■ **Aim**:
Copy the gold-investing text from "Physical gold is" up to and including "quality or value.", changing "intrinsically" to "inherently".

■ **Given passage**:
———
Buying gold is as an excellent way of diversifying a portfolio by investing in an asset that retains value and protects wealth.

This allows you to control the amount of risk you take on other, more volatile investments, such as stocks and shares.

Gold counters inflation, deflation, economic uncertainty, geopolitical risks and problems with fiat currencies. However, what makes gold such a safe haven investment?

Here are five features of the precious metal that continue to attract investors looking to optimise their portfolios.

1. Rare and limited supply

Physical gold is a rare commodity that has a finite supply – a characteristic that makes it intrinsically valuable.

Typically, this means any price drops in gold are unlikely to last for an extended period of time. This is because the value of gold must stay above production costs, otherwise miners will move to higher-priced commodities.

However, when supply dwindles, production becomes viable again due to gold’s limited availability boosting its value.

2. Non-perishable

Investing in gold ensures you have a non-perishable asset, meaning its quality does not degrade much over long periods of time.

This is a vital feature for a safe haven investment, as you will potentially need to store the precious metal in a facility for many years without worrying about losing quality or value.

Gold is also resistant to chemical reactions, so there is little chance of the metal tarnishing or corroding during the storage process.

3. Not reliant on government backing

Currencies are backed by governments, which means they are closely linked to the financial health of the country printing the money and the economies of powerful nations.

When global economic conditions worsen, governments continue to print an increasing amount of currency to cover spending habits, but this reduces its value over time.

On the other hand, physical gold exists outside of the fiat system, so it is not reliant on government backing and is not at risk of becoming completely worthless overnight should there be a global economic meltdown.

4. Stable purchasing power

There is an often-used example to highlight how well gold has retained its value over the centuries.

According to GoldCorp, an ounce of gold allowed you to buy a high-quality toga, with matching sandals and accessories in Ancient Rome. During the Great Depression, you could still purchase a tailored suit with shoes and accessories for the same amount of gold.

Even today, an ounce of gold will enable you to pay for a suit and all the necessary additions. In contrast, a dollar allowed you to buy 10 or more loaves of bread in 1933, while today it is barely enough to purchase a chocolate bar.

5. Sustained demand

Unlike many other assets, gold has maintained strong demand over time and is rarely affected by market fluctuations over the long term.

As currencies and financial markets falter, the desire for investing in gold is only going to increase, which will drive values up.

How likely is it for a currency to collapse? The longest-lasting fiat currency is the UK’s pound sterling, having survived approximately 320 years. However, the average lifespan of a money system is usually around 27 years.
———
■ **Data records**:
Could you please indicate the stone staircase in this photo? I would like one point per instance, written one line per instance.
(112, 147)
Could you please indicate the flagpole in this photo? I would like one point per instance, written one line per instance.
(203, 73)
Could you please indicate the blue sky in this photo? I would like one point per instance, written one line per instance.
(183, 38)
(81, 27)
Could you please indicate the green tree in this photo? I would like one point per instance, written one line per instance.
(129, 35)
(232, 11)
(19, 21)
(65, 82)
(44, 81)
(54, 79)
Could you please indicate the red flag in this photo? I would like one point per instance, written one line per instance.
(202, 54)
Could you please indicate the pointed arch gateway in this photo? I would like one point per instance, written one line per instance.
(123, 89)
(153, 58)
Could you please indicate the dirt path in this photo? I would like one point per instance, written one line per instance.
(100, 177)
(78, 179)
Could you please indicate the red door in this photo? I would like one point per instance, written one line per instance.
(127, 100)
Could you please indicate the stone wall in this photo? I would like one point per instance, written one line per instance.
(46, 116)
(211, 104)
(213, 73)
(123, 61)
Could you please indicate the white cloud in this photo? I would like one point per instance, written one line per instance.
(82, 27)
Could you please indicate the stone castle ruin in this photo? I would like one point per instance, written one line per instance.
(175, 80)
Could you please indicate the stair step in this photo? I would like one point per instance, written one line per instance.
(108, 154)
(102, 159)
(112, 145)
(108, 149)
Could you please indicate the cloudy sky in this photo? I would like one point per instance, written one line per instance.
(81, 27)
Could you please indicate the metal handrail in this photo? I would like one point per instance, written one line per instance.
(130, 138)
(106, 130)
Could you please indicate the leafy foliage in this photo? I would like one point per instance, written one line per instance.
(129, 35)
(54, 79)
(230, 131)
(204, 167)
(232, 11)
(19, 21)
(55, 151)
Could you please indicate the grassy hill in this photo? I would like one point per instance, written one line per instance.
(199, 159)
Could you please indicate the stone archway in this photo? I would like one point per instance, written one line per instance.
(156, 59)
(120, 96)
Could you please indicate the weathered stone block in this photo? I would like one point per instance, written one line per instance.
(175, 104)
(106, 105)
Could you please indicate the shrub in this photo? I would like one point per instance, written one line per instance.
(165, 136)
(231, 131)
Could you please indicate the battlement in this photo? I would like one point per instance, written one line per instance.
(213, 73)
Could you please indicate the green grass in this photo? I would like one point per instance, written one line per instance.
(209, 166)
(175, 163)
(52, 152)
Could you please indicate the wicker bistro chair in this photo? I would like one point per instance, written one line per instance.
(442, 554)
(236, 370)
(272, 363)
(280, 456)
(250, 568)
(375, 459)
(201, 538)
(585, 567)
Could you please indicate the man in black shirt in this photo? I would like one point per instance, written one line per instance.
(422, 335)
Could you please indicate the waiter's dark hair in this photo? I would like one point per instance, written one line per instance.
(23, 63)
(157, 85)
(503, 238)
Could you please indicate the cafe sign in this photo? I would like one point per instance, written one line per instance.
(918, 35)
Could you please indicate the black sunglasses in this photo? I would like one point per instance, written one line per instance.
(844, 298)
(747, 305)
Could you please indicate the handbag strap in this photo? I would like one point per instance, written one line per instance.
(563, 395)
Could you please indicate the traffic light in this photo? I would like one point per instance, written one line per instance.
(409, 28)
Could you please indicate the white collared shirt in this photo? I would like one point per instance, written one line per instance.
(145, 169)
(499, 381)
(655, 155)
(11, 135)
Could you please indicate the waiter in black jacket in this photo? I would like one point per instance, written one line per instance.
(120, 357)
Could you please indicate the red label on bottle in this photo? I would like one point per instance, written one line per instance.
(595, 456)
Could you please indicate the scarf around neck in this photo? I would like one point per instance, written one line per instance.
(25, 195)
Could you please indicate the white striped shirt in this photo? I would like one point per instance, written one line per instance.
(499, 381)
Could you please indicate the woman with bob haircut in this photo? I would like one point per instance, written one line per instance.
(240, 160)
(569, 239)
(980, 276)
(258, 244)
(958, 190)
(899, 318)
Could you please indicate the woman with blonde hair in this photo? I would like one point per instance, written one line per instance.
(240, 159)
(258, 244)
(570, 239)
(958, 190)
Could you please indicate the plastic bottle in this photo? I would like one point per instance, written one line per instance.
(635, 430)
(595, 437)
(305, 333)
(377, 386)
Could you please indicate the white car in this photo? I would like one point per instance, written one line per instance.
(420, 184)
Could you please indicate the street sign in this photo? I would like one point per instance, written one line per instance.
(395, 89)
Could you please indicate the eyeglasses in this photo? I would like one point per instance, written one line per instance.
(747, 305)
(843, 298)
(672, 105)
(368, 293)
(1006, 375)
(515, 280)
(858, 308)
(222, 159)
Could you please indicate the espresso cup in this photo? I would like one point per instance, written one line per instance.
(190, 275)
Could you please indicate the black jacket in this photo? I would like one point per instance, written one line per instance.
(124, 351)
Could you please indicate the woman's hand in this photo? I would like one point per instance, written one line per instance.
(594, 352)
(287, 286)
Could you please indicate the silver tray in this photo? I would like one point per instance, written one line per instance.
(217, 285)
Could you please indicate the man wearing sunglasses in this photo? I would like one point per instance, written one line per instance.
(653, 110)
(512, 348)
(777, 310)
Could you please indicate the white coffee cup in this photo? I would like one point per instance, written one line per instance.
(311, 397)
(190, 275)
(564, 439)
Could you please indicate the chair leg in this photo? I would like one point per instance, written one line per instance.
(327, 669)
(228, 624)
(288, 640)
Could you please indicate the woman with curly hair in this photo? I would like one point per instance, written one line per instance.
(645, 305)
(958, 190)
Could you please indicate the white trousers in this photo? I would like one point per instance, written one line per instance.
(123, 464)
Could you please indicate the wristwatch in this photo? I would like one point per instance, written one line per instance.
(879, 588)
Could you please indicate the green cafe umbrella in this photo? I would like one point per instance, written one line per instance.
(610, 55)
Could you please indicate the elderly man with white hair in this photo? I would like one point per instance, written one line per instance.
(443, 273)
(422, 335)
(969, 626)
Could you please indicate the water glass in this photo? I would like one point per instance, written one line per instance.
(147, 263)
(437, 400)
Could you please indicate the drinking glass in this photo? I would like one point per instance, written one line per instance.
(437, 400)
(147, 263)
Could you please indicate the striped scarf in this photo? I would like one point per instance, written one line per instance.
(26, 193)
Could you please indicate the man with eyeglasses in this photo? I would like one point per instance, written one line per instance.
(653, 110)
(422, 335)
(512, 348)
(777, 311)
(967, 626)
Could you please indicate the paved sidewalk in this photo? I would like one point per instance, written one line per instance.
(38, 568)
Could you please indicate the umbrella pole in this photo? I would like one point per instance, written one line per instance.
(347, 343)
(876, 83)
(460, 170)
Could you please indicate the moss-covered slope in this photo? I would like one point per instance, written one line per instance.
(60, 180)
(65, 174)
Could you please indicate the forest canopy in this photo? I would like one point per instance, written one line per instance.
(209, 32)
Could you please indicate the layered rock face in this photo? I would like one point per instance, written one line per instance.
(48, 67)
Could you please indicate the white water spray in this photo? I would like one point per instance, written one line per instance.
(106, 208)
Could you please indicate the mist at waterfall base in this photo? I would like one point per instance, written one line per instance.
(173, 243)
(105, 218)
———
■ **Answer in full**:
Physical gold is a rare commodity that has a finite supply – a characteristic that makes it inherently valuable.

Typically, this means any price drops in gold are unlikely to last for an extended period of time. This is because the value of gold must stay above production costs, otherwise miners will move to higher-priced commodities.

However, when supply dwindles, production becomes viable again due to gold’s limited availability boosting its value.

2. Non-perishable

Investing in gold ensures you have a non-perishable asset, meaning its quality does not degrade much over long periods of time.

This is a vital feature for a safe haven investment, as you will potentially need to store the precious metal in a facility for many years without worrying about losing quality or value.